» **Document extract**:

>> Begin

First Published: April 13, 2022
Medz Yeghern is an Armenian term meaning “great calamity.” It is synonymous with the deaths of several hundred thousand Armenians in Anatolia1 and Syria during the period of the Great War. For the Seventh-day Adventist Church, this same event caused the greatest proportional losses of an Adventist community in the church’s history. The great calamity came about due to a confluence of geopolitical, religious, and historical factors that overtook the most promising Adventist mission field in the Middle East and left behind a shattered and scattered population. The Adventist Church in Anatolia has never recovered.
An Old Christian Minority in the Middle East
As a Christian minority group within the Muslim-majority Middle East, the Armenian people had always been distinct within the larger populations that they lived among, whether in the great cities of western Anatolia among Christian Greeks and Muslim Turks or in the ancestral rural landscapes of eastern Anatolia among Muslims of Turkish and Kurdish ancestry. From the fifteenth century, Armenians were among the diverse populations in the Middle East, North Africa, and Eastern Europe ruled by Muslim Turks–the polity subsequently known as the Ottoman Empire. For centuries the Armenians enjoyed significant religious and cultural autonomy as part of the structure of the Ottoman government, with the head of the Armenian Church enjoying a cabinet-level position, while the Armenian people were generally free to practice their Armenian Christian faith and live under their own Armenian law. This multicultural government arrangement for other religions in an officially Islamic state was known as the millet system and provided basic autonomy for Jews and various Orthodox, other Eastern, and Catholic Christians. Jewish, Christian, and Muslim populations lived in relative peace alongside each other, under their own creedal laws, but distinct and separate. All knew better than to challenge the power of the central government in Constantinople (renamed Istanbul after World War I).
By the late 1800s, however, centralized authority in the Ottoman Empire was collapsing. Ideas of European nationalism had spread eastwards from the French Revolution onwards and took root among subject Christian populations living within the empire. This ultimately led to successful national independence movements in Greece, Serbia, Bulgaria, and Romania, which in turn altered the demographic profile of the Ottoman Empire to, for the first time, an overwhelming Muslim majority. Meanwhile, Ottoman political, technological, and military weakness vis-à-vis major European states, such as Austria-Hungary, and especially Imperial Russia, meant that the Ottoman Empire was consistently losing wars and territory to Christian states during the two hundred years leading up to the pivotal period of the Great War and Medz Yeghern.

>> End

» **Data entries**:
>> Begin

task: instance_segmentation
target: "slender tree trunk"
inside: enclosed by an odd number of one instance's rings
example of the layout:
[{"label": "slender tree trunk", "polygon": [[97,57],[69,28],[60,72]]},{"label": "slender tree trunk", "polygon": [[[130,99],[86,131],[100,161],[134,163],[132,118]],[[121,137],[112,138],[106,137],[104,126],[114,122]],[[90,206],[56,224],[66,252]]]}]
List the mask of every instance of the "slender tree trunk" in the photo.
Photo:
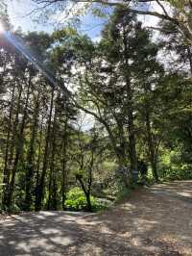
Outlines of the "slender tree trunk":
[{"label": "slender tree trunk", "polygon": [[125,30],[123,30],[123,34],[124,34],[123,43],[125,47],[124,75],[125,75],[126,90],[127,90],[128,133],[129,133],[129,141],[130,141],[129,153],[130,153],[131,170],[135,171],[138,170],[138,166],[137,166],[135,129],[133,122],[132,89],[130,78],[131,74],[130,74],[130,65],[129,65],[129,45]]},{"label": "slender tree trunk", "polygon": [[30,140],[29,150],[27,153],[27,167],[26,167],[26,186],[25,186],[25,210],[30,211],[33,204],[33,184],[34,184],[34,154],[35,154],[35,142],[38,124],[39,115],[39,90],[36,100],[36,108],[34,113],[34,124],[32,127],[32,134]]},{"label": "slender tree trunk", "polygon": [[41,119],[41,125],[40,125],[40,134],[39,134],[39,141],[38,141],[38,156],[37,156],[37,163],[36,163],[36,189],[35,189],[35,194],[36,194],[36,202],[35,206],[37,204],[37,194],[38,194],[38,188],[39,188],[39,168],[40,168],[40,160],[41,160],[41,144],[42,144],[42,133],[43,133],[43,116]]},{"label": "slender tree trunk", "polygon": [[[12,97],[11,97],[11,106],[10,106],[10,114],[9,114],[9,120],[8,120],[8,133],[7,133],[7,140],[6,140],[6,150],[5,150],[5,164],[4,164],[4,170],[3,170],[3,184],[4,190],[3,193],[8,192],[9,183],[10,183],[10,166],[8,166],[9,163],[9,153],[10,153],[10,139],[11,139],[11,132],[12,132],[12,111],[14,105],[14,90],[15,90],[15,84],[13,84]],[[5,203],[5,202],[4,202]]]},{"label": "slender tree trunk", "polygon": [[54,88],[52,89],[52,95],[51,95],[51,105],[50,105],[50,112],[49,112],[49,118],[47,124],[47,135],[46,135],[46,141],[45,141],[45,149],[44,149],[44,157],[43,157],[43,164],[42,164],[42,172],[39,179],[38,188],[36,191],[36,211],[40,211],[42,208],[42,201],[44,198],[44,183],[45,183],[45,176],[47,171],[48,166],[48,157],[49,157],[49,144],[50,144],[50,135],[51,135],[51,119],[52,119],[52,113],[53,113],[53,105],[54,105]]},{"label": "slender tree trunk", "polygon": [[146,128],[147,128],[147,139],[148,139],[148,148],[149,148],[149,155],[150,155],[150,162],[152,166],[152,171],[156,182],[158,182],[158,173],[156,168],[156,153],[155,150],[155,145],[153,141],[152,136],[152,127],[150,123],[150,114],[148,111],[148,107],[146,107]]},{"label": "slender tree trunk", "polygon": [[62,210],[64,210],[64,203],[66,199],[66,164],[67,164],[67,156],[66,156],[66,150],[67,150],[67,124],[68,120],[66,119],[64,122],[64,131],[63,131],[63,138],[62,138],[62,181],[61,181],[61,199],[62,199]]},{"label": "slender tree trunk", "polygon": [[21,128],[20,128],[19,134],[17,135],[15,158],[14,158],[13,166],[12,166],[12,179],[11,179],[11,183],[10,183],[8,201],[7,201],[8,208],[10,208],[12,205],[12,195],[13,195],[13,192],[14,192],[15,174],[17,171],[19,159],[20,159],[20,156],[21,156],[21,153],[23,150],[23,143],[24,143],[23,134],[24,134],[24,129],[25,129],[25,124],[26,124],[27,109],[28,109],[28,102],[29,102],[29,97],[30,97],[30,86],[31,86],[31,81],[29,81],[29,84],[28,84],[23,118],[22,118],[22,122],[21,122]]},{"label": "slender tree trunk", "polygon": [[[53,129],[52,129],[52,152],[51,152],[51,163],[50,163],[50,175],[49,175],[49,189],[48,189],[48,203],[47,210],[57,210],[53,209],[53,201],[56,200],[54,198],[54,186],[56,189],[56,173],[55,173],[55,156],[56,156],[56,122],[57,122],[57,107],[55,109],[54,121],[53,121]],[[55,183],[55,184],[54,184]]]}]

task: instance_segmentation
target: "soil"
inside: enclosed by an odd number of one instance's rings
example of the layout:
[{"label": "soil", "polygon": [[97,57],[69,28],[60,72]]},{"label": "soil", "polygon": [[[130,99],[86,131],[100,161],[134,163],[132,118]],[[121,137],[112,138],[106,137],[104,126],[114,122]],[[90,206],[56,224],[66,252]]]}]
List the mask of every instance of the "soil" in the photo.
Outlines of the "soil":
[{"label": "soil", "polygon": [[100,214],[0,218],[0,256],[192,255],[192,181],[142,188]]}]

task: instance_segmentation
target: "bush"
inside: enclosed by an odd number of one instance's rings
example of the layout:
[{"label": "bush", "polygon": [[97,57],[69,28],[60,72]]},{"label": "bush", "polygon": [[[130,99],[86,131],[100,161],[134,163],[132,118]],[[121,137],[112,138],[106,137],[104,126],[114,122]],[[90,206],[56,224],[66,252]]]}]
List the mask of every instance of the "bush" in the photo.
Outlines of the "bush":
[{"label": "bush", "polygon": [[[107,208],[106,203],[93,196],[90,196],[90,201],[93,211],[100,211]],[[73,188],[66,193],[65,208],[69,211],[86,210],[86,198],[80,188]]]}]

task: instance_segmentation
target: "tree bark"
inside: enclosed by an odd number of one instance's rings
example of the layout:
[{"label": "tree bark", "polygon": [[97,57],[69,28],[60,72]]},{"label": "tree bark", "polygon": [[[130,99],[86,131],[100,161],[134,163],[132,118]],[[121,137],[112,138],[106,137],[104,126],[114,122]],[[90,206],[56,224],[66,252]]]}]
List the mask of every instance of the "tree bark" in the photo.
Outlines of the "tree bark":
[{"label": "tree bark", "polygon": [[51,104],[50,104],[50,112],[49,112],[49,118],[48,118],[48,124],[47,124],[47,135],[46,135],[46,141],[45,141],[42,172],[41,172],[41,176],[39,179],[39,184],[36,188],[37,190],[36,190],[36,211],[41,210],[42,201],[44,198],[44,183],[45,183],[45,176],[47,172],[48,157],[49,157],[51,119],[52,119],[53,105],[54,105],[54,92],[55,92],[55,90],[53,88],[52,93],[51,93]]}]

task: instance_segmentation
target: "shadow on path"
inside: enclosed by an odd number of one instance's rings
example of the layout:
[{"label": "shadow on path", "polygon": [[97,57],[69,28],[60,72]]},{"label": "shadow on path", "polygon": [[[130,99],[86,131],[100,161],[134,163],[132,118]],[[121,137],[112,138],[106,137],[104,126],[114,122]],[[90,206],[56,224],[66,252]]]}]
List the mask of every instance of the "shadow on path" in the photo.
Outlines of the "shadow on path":
[{"label": "shadow on path", "polygon": [[156,185],[101,214],[39,212],[0,220],[0,256],[192,255],[192,182]]}]

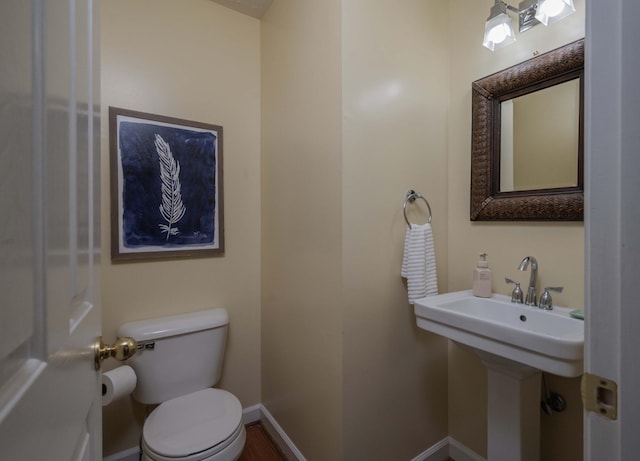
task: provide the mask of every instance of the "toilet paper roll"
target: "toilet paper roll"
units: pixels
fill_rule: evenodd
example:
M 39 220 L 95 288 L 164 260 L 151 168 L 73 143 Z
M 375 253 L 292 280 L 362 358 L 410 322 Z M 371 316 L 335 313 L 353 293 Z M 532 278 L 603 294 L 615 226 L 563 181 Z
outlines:
M 102 406 L 129 395 L 136 388 L 136 373 L 129 365 L 122 365 L 102 374 Z

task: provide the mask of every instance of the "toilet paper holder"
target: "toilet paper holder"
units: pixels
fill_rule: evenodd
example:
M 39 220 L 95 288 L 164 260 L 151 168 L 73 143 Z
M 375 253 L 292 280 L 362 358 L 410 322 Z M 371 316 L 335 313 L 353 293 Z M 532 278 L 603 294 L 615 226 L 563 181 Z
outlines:
M 141 345 L 145 349 L 152 349 L 153 347 L 148 347 L 146 344 Z M 140 347 L 140 348 L 142 348 Z M 109 345 L 105 344 L 102 341 L 102 336 L 98 337 L 92 345 L 93 356 L 94 356 L 94 365 L 96 370 L 99 370 L 102 362 L 109 357 L 113 357 L 114 359 L 123 362 L 127 359 L 130 359 L 134 356 L 136 351 L 139 349 L 138 343 L 135 339 L 124 337 L 116 339 L 116 342 Z

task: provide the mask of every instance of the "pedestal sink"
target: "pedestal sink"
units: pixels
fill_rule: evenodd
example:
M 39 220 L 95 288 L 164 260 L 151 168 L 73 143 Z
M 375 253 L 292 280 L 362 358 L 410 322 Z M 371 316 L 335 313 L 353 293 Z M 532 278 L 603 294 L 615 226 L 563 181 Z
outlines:
M 539 461 L 540 372 L 582 374 L 584 322 L 570 311 L 470 290 L 416 300 L 418 327 L 470 348 L 487 367 L 488 461 Z

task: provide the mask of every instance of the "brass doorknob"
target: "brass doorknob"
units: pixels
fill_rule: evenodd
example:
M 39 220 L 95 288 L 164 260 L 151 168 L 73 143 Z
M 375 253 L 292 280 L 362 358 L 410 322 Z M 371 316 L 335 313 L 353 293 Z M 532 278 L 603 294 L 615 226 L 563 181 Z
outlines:
M 93 343 L 93 355 L 94 364 L 96 370 L 100 369 L 102 361 L 113 357 L 118 361 L 124 361 L 133 357 L 138 350 L 138 343 L 133 338 L 118 338 L 112 345 L 108 345 L 102 342 L 102 336 L 100 336 Z

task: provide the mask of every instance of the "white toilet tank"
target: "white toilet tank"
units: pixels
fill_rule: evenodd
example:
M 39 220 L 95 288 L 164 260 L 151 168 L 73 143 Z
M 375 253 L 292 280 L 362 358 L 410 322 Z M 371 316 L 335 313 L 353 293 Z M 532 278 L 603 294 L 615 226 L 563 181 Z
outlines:
M 133 397 L 155 404 L 216 384 L 228 324 L 227 311 L 217 308 L 122 325 L 118 336 L 144 346 L 127 360 L 138 378 Z

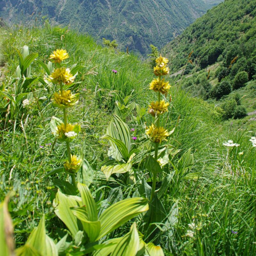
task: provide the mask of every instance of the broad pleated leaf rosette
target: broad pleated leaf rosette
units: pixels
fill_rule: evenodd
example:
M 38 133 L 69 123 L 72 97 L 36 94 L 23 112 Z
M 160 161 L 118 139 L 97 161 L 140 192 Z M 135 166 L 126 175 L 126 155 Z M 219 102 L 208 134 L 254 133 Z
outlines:
M 78 135 L 81 128 L 79 124 L 64 123 L 58 118 L 53 116 L 51 120 L 51 129 L 53 135 L 60 141 L 70 142 Z
M 62 61 L 69 58 L 67 51 L 63 49 L 57 49 L 53 51 L 52 54 L 50 55 L 49 58 L 51 61 L 57 63 L 60 63 Z
M 72 94 L 70 90 L 60 91 L 54 92 L 52 100 L 54 107 L 60 108 L 66 108 L 75 106 L 78 101 L 79 93 Z
M 48 79 L 53 84 L 63 83 L 65 84 L 71 84 L 74 83 L 76 76 L 71 74 L 69 68 L 60 68 L 54 69 Z
M 167 140 L 167 138 L 174 130 L 169 132 L 163 127 L 157 127 L 152 124 L 146 129 L 146 135 L 153 142 L 161 143 L 163 140 Z
M 71 155 L 70 160 L 68 160 L 64 164 L 65 172 L 68 174 L 76 173 L 82 164 L 82 159 L 76 156 Z

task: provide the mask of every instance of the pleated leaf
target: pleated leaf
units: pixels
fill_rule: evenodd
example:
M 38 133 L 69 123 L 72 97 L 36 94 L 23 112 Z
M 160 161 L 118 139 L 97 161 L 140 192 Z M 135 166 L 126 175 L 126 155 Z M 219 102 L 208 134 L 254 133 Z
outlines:
M 100 231 L 100 222 L 99 220 L 88 220 L 86 206 L 72 207 L 70 209 L 72 213 L 82 222 L 84 229 L 87 234 L 90 242 L 95 241 Z
M 88 220 L 92 221 L 97 220 L 97 206 L 89 188 L 85 184 L 78 182 L 77 188 L 81 195 L 82 203 L 86 208 Z
M 53 205 L 55 207 L 56 215 L 64 222 L 69 230 L 73 237 L 79 230 L 77 221 L 70 207 L 81 206 L 80 197 L 74 196 L 67 196 L 62 194 L 59 190 L 53 200 Z
M 118 162 L 117 161 L 110 160 L 106 162 L 102 166 L 101 170 L 106 175 L 107 180 L 113 173 L 124 173 L 129 172 L 132 166 L 131 162 L 117 163 Z
M 17 256 L 38 255 L 44 256 L 58 256 L 56 245 L 53 240 L 46 234 L 44 216 L 29 235 L 24 246 L 16 250 Z
M 155 245 L 152 243 L 146 245 L 146 251 L 149 256 L 164 256 L 164 251 L 160 246 Z
M 147 200 L 142 197 L 128 198 L 115 204 L 104 211 L 99 218 L 101 228 L 98 239 L 148 209 Z
M 1 255 L 12 256 L 15 246 L 12 224 L 8 210 L 8 200 L 7 196 L 0 204 L 0 251 Z
M 110 256 L 135 256 L 139 247 L 139 234 L 134 222 L 131 231 L 119 241 Z

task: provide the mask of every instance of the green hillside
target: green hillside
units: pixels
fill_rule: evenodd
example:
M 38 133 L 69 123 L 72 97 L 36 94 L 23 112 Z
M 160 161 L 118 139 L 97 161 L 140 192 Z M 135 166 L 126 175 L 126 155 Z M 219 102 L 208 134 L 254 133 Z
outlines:
M 214 105 L 180 88 L 149 90 L 149 65 L 89 36 L 48 25 L 0 35 L 5 255 L 14 246 L 11 218 L 19 256 L 255 254 L 254 134 L 227 128 Z M 69 58 L 51 64 L 61 48 Z M 66 84 L 54 80 L 59 65 L 71 68 Z M 69 101 L 58 101 L 69 88 Z M 148 109 L 159 98 L 170 105 L 158 121 Z M 168 141 L 149 139 L 152 123 L 172 131 Z
M 226 0 L 198 19 L 162 51 L 166 56 L 172 52 L 172 72 L 178 74 L 172 78 L 178 84 L 188 54 L 193 51 L 193 64 L 186 67 L 182 88 L 214 104 L 223 119 L 229 119 L 225 122 L 228 126 L 254 132 L 255 35 L 256 2 Z
M 116 39 L 122 50 L 148 52 L 163 47 L 211 7 L 202 0 L 4 0 L 0 17 L 9 24 L 35 26 L 41 19 L 88 32 L 101 42 Z M 161 18 L 160 18 L 161 17 Z

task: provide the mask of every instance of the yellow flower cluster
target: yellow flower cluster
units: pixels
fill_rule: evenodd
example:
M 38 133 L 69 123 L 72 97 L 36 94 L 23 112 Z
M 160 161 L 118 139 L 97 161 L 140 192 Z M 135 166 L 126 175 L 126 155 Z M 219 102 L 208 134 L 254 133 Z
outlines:
M 168 59 L 162 57 L 160 54 L 160 56 L 156 60 L 156 66 L 154 67 L 155 74 L 158 76 L 168 75 L 170 70 L 166 65 L 169 62 L 169 60 Z
M 168 107 L 170 104 L 163 100 L 160 101 L 152 101 L 148 106 L 148 113 L 152 116 L 159 116 L 168 111 Z
M 167 93 L 170 88 L 171 85 L 169 82 L 165 82 L 164 79 L 160 80 L 160 77 L 154 79 L 149 85 L 149 90 L 164 95 Z
M 69 57 L 68 54 L 66 50 L 58 49 L 53 51 L 53 53 L 50 55 L 50 60 L 53 62 L 60 63 L 62 60 Z
M 65 171 L 70 174 L 74 174 L 77 172 L 82 163 L 81 159 L 77 158 L 76 156 L 71 155 L 71 161 L 66 162 L 64 164 Z
M 56 68 L 49 76 L 49 80 L 53 84 L 63 83 L 65 84 L 70 84 L 73 83 L 76 76 L 73 76 L 69 68 Z
M 53 94 L 52 100 L 53 105 L 60 108 L 65 108 L 75 105 L 78 102 L 79 93 L 72 94 L 70 90 L 55 92 Z
M 152 124 L 146 129 L 146 135 L 153 142 L 160 143 L 162 140 L 167 140 L 170 135 L 168 131 L 163 127 L 157 127 Z
M 158 76 L 154 79 L 149 85 L 149 89 L 158 92 L 158 100 L 153 101 L 148 106 L 148 112 L 152 116 L 157 118 L 157 125 L 152 124 L 146 129 L 146 135 L 153 142 L 160 143 L 163 140 L 167 140 L 166 138 L 170 133 L 163 127 L 160 127 L 159 116 L 168 111 L 170 104 L 164 100 L 161 100 L 161 94 L 166 96 L 171 88 L 169 82 L 165 82 L 161 76 L 169 73 L 169 68 L 167 66 L 169 60 L 161 55 L 156 60 L 156 66 L 154 67 L 154 73 Z
M 56 133 L 57 138 L 61 141 L 68 138 L 71 139 L 75 139 L 77 135 L 77 133 L 74 131 L 75 127 L 75 125 L 71 124 L 67 124 L 66 126 L 64 123 L 58 125 Z

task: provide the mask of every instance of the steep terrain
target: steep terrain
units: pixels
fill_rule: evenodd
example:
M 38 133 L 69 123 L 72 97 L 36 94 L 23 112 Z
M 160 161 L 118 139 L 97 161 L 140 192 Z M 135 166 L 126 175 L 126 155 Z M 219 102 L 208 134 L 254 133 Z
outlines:
M 102 37 L 116 39 L 122 50 L 128 46 L 144 54 L 150 44 L 163 47 L 180 34 L 211 7 L 212 2 L 4 0 L 0 2 L 0 17 L 10 24 L 22 21 L 33 25 L 36 17 L 38 21 L 48 18 L 53 24 L 88 32 L 99 42 Z
M 192 50 L 183 89 L 221 107 L 227 124 L 256 132 L 256 2 L 226 0 L 164 48 L 179 84 Z

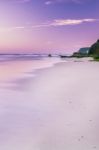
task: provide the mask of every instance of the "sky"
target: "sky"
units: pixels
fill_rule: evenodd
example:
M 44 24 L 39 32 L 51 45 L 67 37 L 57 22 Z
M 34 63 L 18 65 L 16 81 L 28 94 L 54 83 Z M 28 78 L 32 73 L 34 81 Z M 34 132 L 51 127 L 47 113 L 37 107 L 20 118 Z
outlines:
M 99 0 L 0 0 L 0 53 L 72 53 L 99 38 Z

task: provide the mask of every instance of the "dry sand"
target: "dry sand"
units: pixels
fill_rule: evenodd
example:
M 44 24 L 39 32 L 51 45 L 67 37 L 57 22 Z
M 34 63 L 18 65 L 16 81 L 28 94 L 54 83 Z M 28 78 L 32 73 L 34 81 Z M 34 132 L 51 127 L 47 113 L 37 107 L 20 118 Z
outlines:
M 99 63 L 35 74 L 0 91 L 0 150 L 99 150 Z

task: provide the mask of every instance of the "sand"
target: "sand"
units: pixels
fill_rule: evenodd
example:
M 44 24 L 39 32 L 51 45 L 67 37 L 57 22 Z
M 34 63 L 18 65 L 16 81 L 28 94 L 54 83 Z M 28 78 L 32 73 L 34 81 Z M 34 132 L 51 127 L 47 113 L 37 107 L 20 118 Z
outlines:
M 98 117 L 98 62 L 37 70 L 0 90 L 0 150 L 98 150 Z

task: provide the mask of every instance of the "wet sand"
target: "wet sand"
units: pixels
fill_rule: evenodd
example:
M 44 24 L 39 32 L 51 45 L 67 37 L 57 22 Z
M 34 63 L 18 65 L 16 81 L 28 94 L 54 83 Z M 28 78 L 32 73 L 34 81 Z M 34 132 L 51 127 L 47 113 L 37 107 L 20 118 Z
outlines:
M 0 149 L 98 150 L 98 91 L 97 62 L 63 62 L 13 80 L 0 89 Z

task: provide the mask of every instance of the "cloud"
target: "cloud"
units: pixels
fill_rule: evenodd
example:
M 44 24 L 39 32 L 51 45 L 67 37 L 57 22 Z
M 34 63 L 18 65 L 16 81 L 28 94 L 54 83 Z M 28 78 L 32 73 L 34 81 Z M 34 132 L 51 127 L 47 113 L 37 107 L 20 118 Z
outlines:
M 32 25 L 32 26 L 14 26 L 8 28 L 0 27 L 0 32 L 8 32 L 8 31 L 17 31 L 17 30 L 25 30 L 25 29 L 39 29 L 39 28 L 49 28 L 49 27 L 60 27 L 60 26 L 73 26 L 80 25 L 83 23 L 91 23 L 97 22 L 99 19 L 56 19 L 51 22 L 45 22 L 42 24 Z
M 15 3 L 28 3 L 31 0 L 14 0 Z
M 9 31 L 16 31 L 16 30 L 23 30 L 23 29 L 25 29 L 24 26 L 0 27 L 0 32 L 9 32 Z
M 55 3 L 75 3 L 75 4 L 83 4 L 91 0 L 46 0 L 45 5 L 55 4 Z
M 32 28 L 57 27 L 68 25 L 79 25 L 85 22 L 96 22 L 98 19 L 56 19 L 49 23 L 34 25 Z

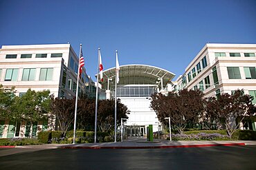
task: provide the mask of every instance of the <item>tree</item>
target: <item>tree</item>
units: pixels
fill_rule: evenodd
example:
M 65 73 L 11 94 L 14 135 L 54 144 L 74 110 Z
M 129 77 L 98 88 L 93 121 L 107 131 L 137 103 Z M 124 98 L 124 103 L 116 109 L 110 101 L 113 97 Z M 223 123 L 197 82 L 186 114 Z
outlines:
M 224 93 L 217 98 L 208 98 L 206 116 L 217 118 L 231 138 L 244 118 L 255 113 L 256 107 L 252 103 L 253 100 L 252 96 L 244 94 L 243 89 L 237 89 L 232 95 Z
M 15 103 L 16 96 L 15 89 L 12 87 L 10 89 L 3 88 L 0 85 L 0 118 L 12 118 L 12 107 Z
M 55 116 L 62 136 L 65 136 L 66 131 L 74 121 L 75 98 L 51 98 L 51 114 Z
M 178 94 L 169 92 L 167 96 L 154 94 L 152 96 L 151 107 L 158 120 L 167 124 L 165 118 L 170 117 L 172 125 L 183 134 L 188 123 L 199 122 L 203 113 L 203 94 L 200 90 L 181 89 Z

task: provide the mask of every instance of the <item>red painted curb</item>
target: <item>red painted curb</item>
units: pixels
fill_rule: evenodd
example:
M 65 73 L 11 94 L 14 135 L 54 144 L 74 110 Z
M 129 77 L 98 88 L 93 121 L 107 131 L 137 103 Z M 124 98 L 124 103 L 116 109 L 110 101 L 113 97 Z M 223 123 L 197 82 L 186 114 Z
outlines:
M 0 146 L 0 148 L 15 148 L 15 146 Z
M 181 148 L 181 147 L 208 147 L 219 146 L 245 146 L 245 143 L 226 143 L 226 144 L 207 144 L 207 145 L 192 145 L 178 146 L 151 146 L 151 147 L 61 147 L 61 149 L 166 149 L 166 148 Z

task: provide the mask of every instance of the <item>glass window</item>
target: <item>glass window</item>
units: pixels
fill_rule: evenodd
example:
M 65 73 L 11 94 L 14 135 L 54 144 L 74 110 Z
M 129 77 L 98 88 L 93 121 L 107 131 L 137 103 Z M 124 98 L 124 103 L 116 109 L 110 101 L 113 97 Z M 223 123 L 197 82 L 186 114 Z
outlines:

>> End

» **What this exercise asks**:
a) Copy the passage of the Medz Yeghern text that begins with "First Published: April" and ends after "has never recovered.".
b) Which nations does the Medz Yeghern text name as having had successful national independence movements?

» **Answer set**:
a)
First Published: April 13, 2022
Medz Yeghern is an Armenian term meaning “great calamity.” It is synonymous with the deaths of several hundred thousand Armenians in Anatolia1 and Syria during the period of the Great War. For the Seventh-day Adventist Church, this same event caused the greatest proportional losses of an Adventist community in the church’s history. The great calamity came about due to a confluence of geopolitical, religious, and historical factors that overtook the most promising Adventist mission field in the Middle East and left behind a shattered and scattered population. The Adventist Church in Anatolia has never recovered.

b) Greece, Serbia, Bulgaria, Romania